Task directions » Reproduce the listing below with "clicks" renamed to "taps" wherever it occurs, leaving every other character unchanged.

Input material »
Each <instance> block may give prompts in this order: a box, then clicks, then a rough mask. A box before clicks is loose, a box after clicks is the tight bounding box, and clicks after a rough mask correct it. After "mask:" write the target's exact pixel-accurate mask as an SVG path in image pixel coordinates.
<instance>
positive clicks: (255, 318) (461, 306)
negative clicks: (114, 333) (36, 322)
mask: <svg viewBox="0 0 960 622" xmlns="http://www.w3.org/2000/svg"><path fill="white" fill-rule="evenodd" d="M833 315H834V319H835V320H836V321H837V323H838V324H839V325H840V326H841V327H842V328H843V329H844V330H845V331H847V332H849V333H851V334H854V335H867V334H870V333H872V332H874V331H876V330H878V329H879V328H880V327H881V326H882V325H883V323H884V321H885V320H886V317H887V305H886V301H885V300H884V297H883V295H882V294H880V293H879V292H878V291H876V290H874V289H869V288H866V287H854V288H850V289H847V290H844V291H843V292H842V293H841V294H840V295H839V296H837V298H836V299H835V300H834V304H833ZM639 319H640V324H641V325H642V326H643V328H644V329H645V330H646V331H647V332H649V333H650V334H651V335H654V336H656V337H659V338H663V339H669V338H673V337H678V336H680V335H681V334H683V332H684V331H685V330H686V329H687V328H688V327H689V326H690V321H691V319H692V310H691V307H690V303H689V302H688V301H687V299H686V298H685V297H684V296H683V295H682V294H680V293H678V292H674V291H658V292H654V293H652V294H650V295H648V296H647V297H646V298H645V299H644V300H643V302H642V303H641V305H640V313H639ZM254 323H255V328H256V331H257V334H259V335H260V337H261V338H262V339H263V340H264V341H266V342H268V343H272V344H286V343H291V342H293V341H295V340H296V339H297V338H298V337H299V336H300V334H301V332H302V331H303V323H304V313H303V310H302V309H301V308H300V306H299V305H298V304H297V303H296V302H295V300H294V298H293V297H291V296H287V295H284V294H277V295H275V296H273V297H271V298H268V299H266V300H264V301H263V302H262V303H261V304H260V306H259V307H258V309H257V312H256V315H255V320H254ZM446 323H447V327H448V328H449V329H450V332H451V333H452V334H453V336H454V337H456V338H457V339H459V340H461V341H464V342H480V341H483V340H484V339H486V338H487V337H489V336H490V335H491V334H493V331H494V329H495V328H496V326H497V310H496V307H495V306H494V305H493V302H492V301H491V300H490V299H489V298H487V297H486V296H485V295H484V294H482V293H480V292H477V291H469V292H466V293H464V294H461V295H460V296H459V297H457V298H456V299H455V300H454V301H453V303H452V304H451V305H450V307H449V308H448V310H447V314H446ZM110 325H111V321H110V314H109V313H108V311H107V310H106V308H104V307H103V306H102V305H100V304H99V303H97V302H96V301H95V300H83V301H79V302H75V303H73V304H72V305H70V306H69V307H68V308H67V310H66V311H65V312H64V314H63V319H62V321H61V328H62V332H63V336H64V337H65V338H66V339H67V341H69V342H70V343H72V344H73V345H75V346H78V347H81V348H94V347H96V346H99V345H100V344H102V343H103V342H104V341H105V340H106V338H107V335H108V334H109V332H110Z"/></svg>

Answer for the task »
Each <instance> block may give prompts in this order: a box, then taps, then a rough mask. A box before taps is loose, a box after taps is the tight bounding box, and taps after a rough mask correct it. After "mask:" write the target's exact pixel-accurate mask as an SVG path in image pixel coordinates.
<instance>
positive taps: (255, 318) (461, 306)
negative taps: (114, 333) (36, 322)
mask: <svg viewBox="0 0 960 622" xmlns="http://www.w3.org/2000/svg"><path fill="white" fill-rule="evenodd" d="M833 315H834V319H835V320H836V321H837V323H838V324H839V325H840V326H841V327H842V328H843V329H844V330H845V331H847V332H849V333H851V334H854V335H867V334H870V333H872V332H874V331H876V330H878V329H879V328H880V327H881V326H882V325H883V323H884V321H885V320H886V317H887V305H886V301H885V300H884V297H883V295H882V294H880V293H879V292H878V291H876V290H874V289H869V288H866V287H854V288H850V289H847V290H844V291H843V292H842V293H841V294H840V295H839V296H837V298H836V299H835V300H834V304H833ZM639 319H640V324H641V325H642V326H643V328H644V329H645V330H646V331H647V332H649V333H650V334H651V335H654V336H656V337H659V338H663V339H669V338H673V337H678V336H680V335H681V334H683V332H684V331H685V330H686V329H687V328H688V327H689V326H690V321H691V319H692V310H691V307H690V303H689V302H688V301H687V299H686V298H685V297H684V296H683V295H682V294H680V293H678V292H674V291H658V292H654V293H652V294H650V295H648V296H647V297H646V298H645V299H644V300H643V302H642V303H641V305H640V313H639ZM254 323H255V328H256V331H257V334H259V335H260V337H261V338H262V339H263V340H264V341H266V342H268V343H272V344H286V343H291V342H293V341H295V340H296V339H297V338H298V337H299V336H300V334H301V332H302V331H303V323H304V313H303V310H302V309H301V308H300V306H299V305H298V304H297V303H296V302H295V300H294V298H293V297H291V296H287V295H284V294H277V295H275V296H273V297H271V298H268V299H266V300H264V301H263V302H262V303H261V304H260V306H259V307H258V309H257V312H256V315H255V320H254ZM446 323H447V327H448V328H449V329H450V332H451V333H452V334H453V336H454V337H456V338H457V339H459V340H461V341H464V342H480V341H483V340H484V339H486V338H487V337H489V336H490V335H491V334H493V331H494V329H495V328H496V326H497V310H496V307H495V306H494V305H493V302H492V301H491V300H490V299H489V298H487V297H486V296H485V295H484V294H482V293H480V292H477V291H469V292H466V293H464V294H461V295H460V296H459V297H457V298H456V299H455V300H454V301H453V303H452V304H451V305H450V307H449V308H448V310H447V314H446ZM110 325H111V321H110V314H109V313H108V311H107V310H106V308H104V307H103V306H102V305H100V304H99V303H97V302H96V301H95V300H83V301H79V302H75V303H73V304H72V305H70V306H69V307H68V308H67V310H66V311H65V312H64V314H63V319H62V321H61V328H62V332H63V336H64V337H65V338H66V339H67V341H69V342H70V343H72V344H73V345H75V346H78V347H81V348H94V347H96V346H99V345H100V344H102V343H103V342H104V341H105V340H106V338H107V335H108V334H109V332H110Z"/></svg>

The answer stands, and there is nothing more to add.